**Objective**
Rewrite the entries from the line containing "[indicate] one point per instance, sample <point>72,154</point>." through the line containing "<point>794,140</point>" as a Markdown table with columns Row and Text, numbering each line and leaving out blank lines.

**Supplied records**
Begin

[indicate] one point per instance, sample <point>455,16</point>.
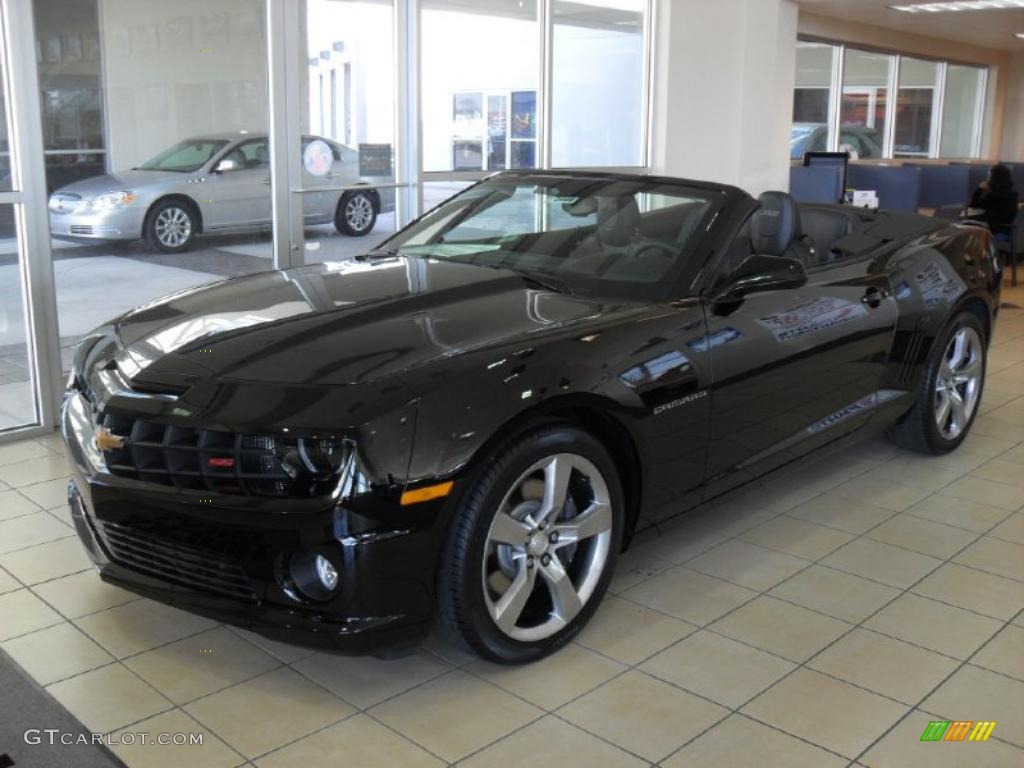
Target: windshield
<point>626,238</point>
<point>185,157</point>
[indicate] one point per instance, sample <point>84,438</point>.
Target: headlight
<point>112,200</point>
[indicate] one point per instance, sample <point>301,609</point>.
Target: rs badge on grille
<point>107,440</point>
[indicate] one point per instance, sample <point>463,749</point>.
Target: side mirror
<point>763,273</point>
<point>226,165</point>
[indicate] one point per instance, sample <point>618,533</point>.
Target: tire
<point>171,226</point>
<point>356,214</point>
<point>957,363</point>
<point>562,566</point>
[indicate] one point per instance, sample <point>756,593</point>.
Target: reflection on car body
<point>472,421</point>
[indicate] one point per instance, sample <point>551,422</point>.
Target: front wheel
<point>950,393</point>
<point>532,546</point>
<point>170,227</point>
<point>356,214</point>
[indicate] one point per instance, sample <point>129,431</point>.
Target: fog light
<point>314,576</point>
<point>327,572</point>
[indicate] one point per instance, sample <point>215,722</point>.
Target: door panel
<point>670,375</point>
<point>797,369</point>
<point>241,197</point>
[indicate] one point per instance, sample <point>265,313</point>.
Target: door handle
<point>872,297</point>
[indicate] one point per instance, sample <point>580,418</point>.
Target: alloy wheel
<point>957,384</point>
<point>173,226</point>
<point>358,212</point>
<point>547,547</point>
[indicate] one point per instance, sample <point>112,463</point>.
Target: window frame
<point>980,116</point>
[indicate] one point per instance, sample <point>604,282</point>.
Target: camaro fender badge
<point>679,401</point>
<point>107,440</point>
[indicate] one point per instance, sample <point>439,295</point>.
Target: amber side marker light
<point>426,494</point>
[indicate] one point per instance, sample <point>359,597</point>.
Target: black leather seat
<point>776,230</point>
<point>823,227</point>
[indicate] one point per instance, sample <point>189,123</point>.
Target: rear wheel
<point>356,214</point>
<point>171,226</point>
<point>532,547</point>
<point>950,392</point>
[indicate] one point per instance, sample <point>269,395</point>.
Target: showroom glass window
<point>479,76</point>
<point>348,126</point>
<point>18,406</point>
<point>963,107</point>
<point>597,83</point>
<point>916,101</point>
<point>862,108</point>
<point>119,88</point>
<point>811,98</point>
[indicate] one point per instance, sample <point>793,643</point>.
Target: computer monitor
<point>838,160</point>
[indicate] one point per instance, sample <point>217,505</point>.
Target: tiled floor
<point>820,620</point>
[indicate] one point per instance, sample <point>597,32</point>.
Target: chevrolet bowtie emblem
<point>107,440</point>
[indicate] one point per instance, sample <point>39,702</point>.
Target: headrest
<point>775,225</point>
<point>824,226</point>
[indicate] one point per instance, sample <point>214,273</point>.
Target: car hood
<point>132,179</point>
<point>343,323</point>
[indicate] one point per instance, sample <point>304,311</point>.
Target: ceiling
<point>989,29</point>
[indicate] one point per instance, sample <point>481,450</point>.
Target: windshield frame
<point>674,283</point>
<point>219,144</point>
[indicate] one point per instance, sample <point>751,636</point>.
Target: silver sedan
<point>214,183</point>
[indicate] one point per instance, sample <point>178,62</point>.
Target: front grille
<point>198,459</point>
<point>174,562</point>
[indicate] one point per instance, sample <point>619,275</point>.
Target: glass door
<point>25,387</point>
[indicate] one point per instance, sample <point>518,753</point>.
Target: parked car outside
<point>213,183</point>
<point>861,141</point>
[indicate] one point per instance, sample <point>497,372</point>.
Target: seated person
<point>994,202</point>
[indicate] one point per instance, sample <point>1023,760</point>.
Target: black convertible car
<point>470,422</point>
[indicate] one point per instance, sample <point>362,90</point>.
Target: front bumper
<point>226,558</point>
<point>120,223</point>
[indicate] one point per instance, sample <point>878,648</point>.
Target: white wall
<point>1013,120</point>
<point>174,70</point>
<point>723,91</point>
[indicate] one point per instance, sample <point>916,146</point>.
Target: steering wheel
<point>653,245</point>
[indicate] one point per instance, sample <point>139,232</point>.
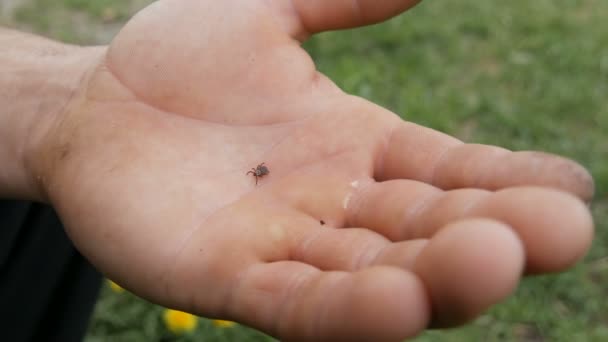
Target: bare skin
<point>146,166</point>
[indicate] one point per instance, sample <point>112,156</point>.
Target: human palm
<point>366,227</point>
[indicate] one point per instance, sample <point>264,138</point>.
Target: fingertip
<point>555,226</point>
<point>388,301</point>
<point>469,266</point>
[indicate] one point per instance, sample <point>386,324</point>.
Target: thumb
<point>323,15</point>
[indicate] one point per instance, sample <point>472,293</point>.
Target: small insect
<point>259,172</point>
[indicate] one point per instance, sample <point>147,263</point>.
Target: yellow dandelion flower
<point>222,324</point>
<point>115,287</point>
<point>180,322</point>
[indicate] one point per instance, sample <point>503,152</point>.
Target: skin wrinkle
<point>367,258</point>
<point>356,198</point>
<point>415,212</point>
<point>320,319</point>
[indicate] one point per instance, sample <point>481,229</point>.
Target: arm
<point>38,77</point>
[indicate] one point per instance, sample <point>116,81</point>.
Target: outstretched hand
<point>366,227</point>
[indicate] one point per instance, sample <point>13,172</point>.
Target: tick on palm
<point>259,172</point>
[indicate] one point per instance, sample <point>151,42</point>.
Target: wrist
<point>39,79</point>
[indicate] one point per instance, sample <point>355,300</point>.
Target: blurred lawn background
<point>523,74</point>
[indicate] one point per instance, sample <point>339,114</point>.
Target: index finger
<point>419,153</point>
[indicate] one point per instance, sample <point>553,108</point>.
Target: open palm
<point>366,227</point>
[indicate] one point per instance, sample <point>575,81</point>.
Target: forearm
<point>38,77</point>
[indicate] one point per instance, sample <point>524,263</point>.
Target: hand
<point>366,226</point>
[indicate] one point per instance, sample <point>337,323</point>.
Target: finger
<point>419,153</point>
<point>319,15</point>
<point>546,220</point>
<point>469,266</point>
<point>295,301</point>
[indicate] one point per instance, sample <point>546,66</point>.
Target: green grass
<point>527,75</point>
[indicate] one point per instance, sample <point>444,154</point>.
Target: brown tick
<point>259,172</point>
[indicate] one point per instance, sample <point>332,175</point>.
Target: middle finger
<point>555,227</point>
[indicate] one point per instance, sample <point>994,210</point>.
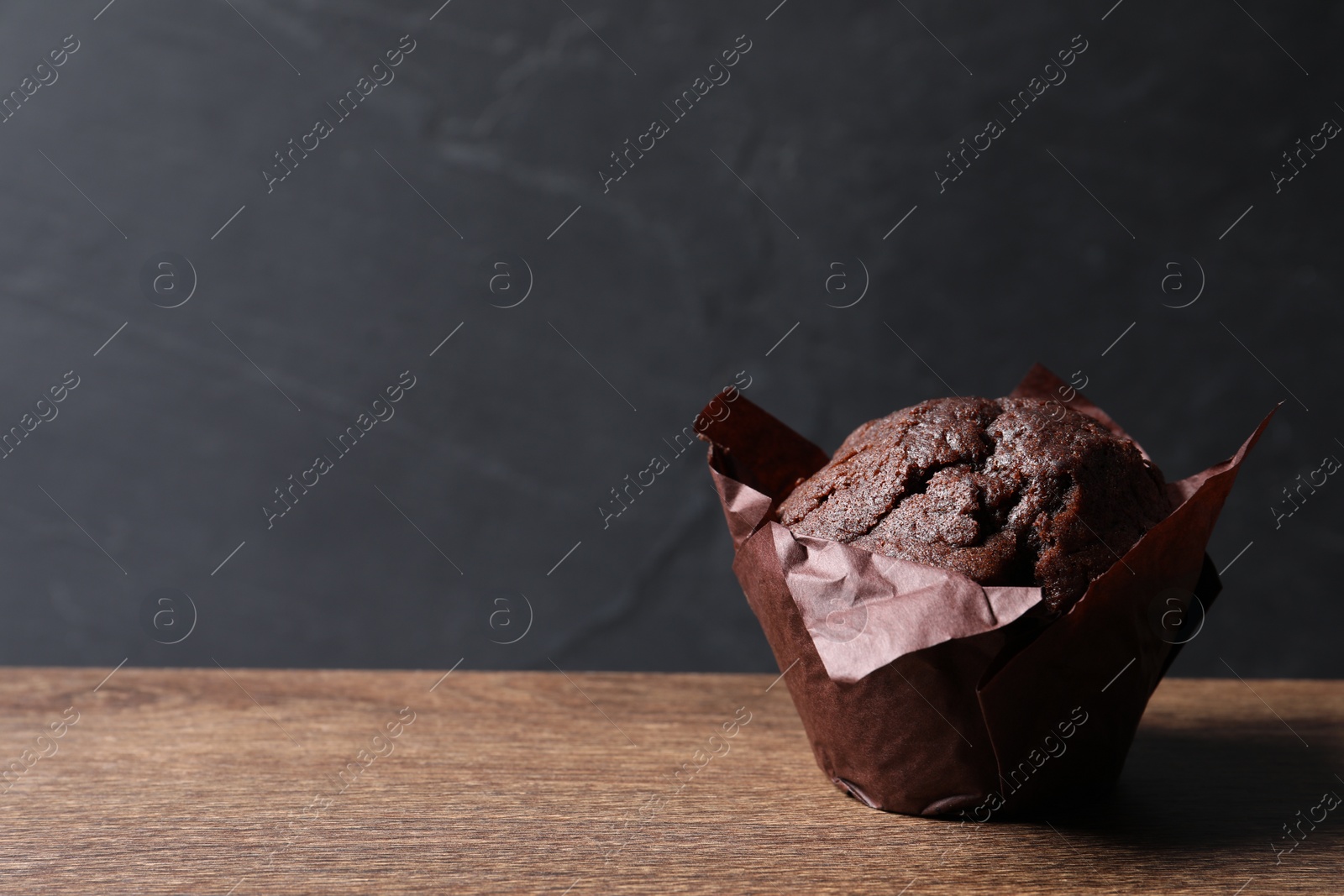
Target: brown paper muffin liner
<point>929,694</point>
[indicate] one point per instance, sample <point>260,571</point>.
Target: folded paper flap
<point>743,506</point>
<point>864,609</point>
<point>1183,490</point>
<point>753,448</point>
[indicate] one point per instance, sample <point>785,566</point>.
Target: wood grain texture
<point>205,781</point>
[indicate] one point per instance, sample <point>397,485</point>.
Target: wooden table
<point>212,781</point>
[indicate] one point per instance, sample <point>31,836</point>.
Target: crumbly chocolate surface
<point>1005,492</point>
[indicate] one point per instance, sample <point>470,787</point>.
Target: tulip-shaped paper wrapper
<point>924,692</point>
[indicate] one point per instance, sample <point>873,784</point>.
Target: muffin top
<point>1007,490</point>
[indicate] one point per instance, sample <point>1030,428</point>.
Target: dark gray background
<point>669,284</point>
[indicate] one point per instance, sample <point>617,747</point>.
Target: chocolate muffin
<point>1005,492</point>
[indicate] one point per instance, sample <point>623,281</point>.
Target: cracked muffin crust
<point>1005,492</point>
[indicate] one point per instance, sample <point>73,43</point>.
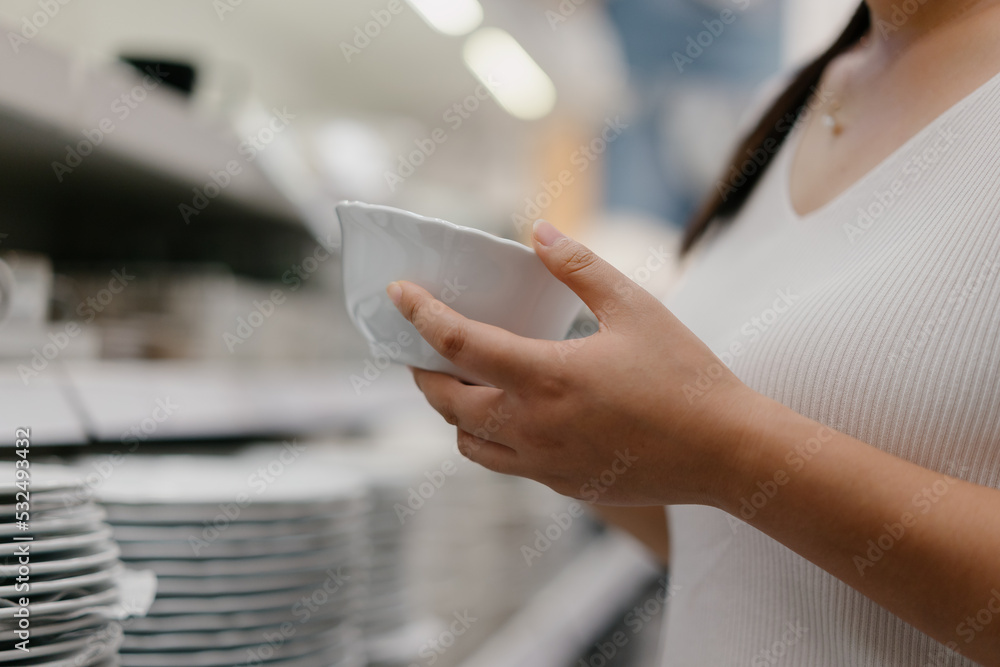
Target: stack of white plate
<point>71,572</point>
<point>388,616</point>
<point>256,556</point>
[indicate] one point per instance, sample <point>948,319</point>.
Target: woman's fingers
<point>608,292</point>
<point>479,411</point>
<point>490,353</point>
<point>494,456</point>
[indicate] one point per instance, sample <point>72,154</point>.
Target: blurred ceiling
<point>291,52</point>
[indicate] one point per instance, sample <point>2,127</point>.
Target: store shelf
<point>128,401</point>
<point>566,616</point>
<point>43,90</point>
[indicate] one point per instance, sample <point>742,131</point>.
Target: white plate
<point>240,530</point>
<point>215,481</point>
<point>81,523</point>
<point>479,275</point>
<point>227,603</point>
<point>206,641</point>
<point>69,583</point>
<point>100,599</point>
<point>210,623</point>
<point>53,544</point>
<point>105,556</point>
<point>226,658</point>
<point>181,586</point>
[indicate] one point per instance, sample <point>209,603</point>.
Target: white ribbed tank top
<point>878,315</point>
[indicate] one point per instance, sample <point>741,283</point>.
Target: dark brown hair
<point>755,152</point>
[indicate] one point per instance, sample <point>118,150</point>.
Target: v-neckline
<point>794,140</point>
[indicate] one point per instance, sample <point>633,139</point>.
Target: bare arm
<point>560,412</point>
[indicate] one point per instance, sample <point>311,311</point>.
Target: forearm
<point>923,545</point>
<point>646,524</point>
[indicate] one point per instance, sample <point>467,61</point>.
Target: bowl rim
<point>437,221</point>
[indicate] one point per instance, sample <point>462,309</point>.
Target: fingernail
<point>545,233</point>
<point>395,292</point>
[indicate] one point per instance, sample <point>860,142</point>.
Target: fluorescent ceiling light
<point>451,17</point>
<point>519,85</point>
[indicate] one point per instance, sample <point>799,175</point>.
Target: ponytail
<point>768,135</point>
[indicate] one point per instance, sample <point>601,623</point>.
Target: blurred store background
<point>173,329</point>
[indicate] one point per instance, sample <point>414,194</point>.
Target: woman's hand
<point>639,413</point>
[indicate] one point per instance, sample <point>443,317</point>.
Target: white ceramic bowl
<point>479,275</point>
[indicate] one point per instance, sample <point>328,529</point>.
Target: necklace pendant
<point>831,123</point>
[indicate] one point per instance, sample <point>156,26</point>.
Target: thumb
<point>604,289</point>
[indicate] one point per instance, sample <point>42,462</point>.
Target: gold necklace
<point>830,120</point>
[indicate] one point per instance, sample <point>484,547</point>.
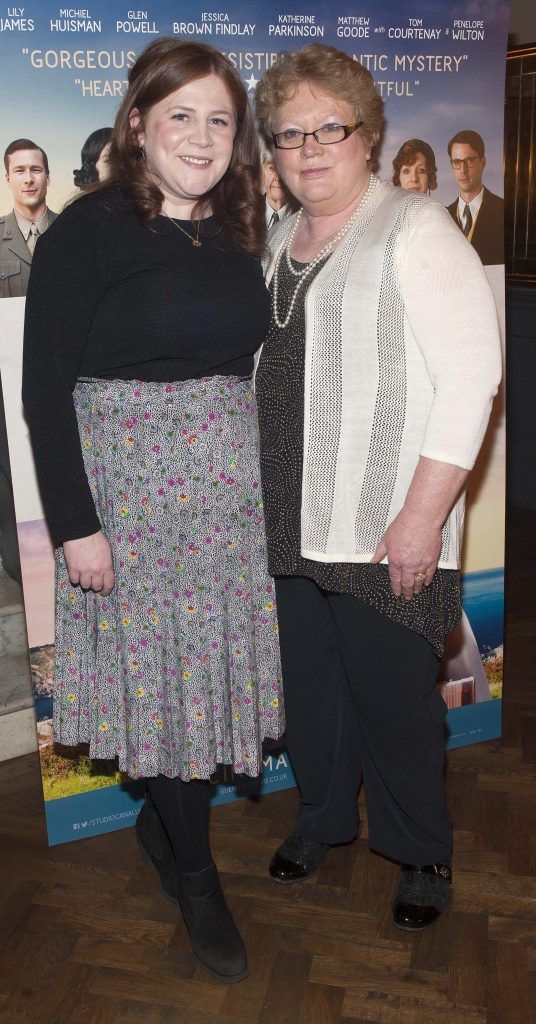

End

**Written solution**
| Row | Text |
|---|---|
| 1 | [indicate] one point per instance, sample <point>72,154</point>. |
| 2 | Target: blurred ceiling |
| 3 | <point>291,52</point> |
| 4 | [indicate] one point per instance, sample <point>2,127</point>. |
| 5 | Target: store shelf |
| 6 | <point>128,401</point> |
| 7 | <point>566,616</point> |
| 8 | <point>43,90</point> |
| 9 | [indicate] one point per instance, sample <point>742,131</point>. |
| 10 | Target: white plate |
| 11 | <point>240,530</point> |
| 12 | <point>215,481</point> |
| 13 | <point>81,523</point> |
| 14 | <point>479,275</point> |
| 15 | <point>227,603</point> |
| 16 | <point>206,641</point> |
| 17 | <point>69,583</point> |
| 18 | <point>100,599</point> |
| 19 | <point>210,623</point> |
| 20 | <point>53,544</point> |
| 21 | <point>105,556</point> |
| 22 | <point>226,658</point> |
| 23 | <point>181,586</point> |
| 24 | [indicate] one point per instance, sample <point>209,603</point>. |
| 25 | Target: white ribbed tank top |
| 26 | <point>878,315</point> |
| 27 | [indicate] one point per instance, sample <point>741,283</point>. |
| 28 | Target: dark brown hair |
| 29 | <point>755,152</point> |
| 30 | [indicate] one point per instance, sample <point>118,150</point>. |
| 31 | Target: v-neckline |
| 32 | <point>794,140</point> |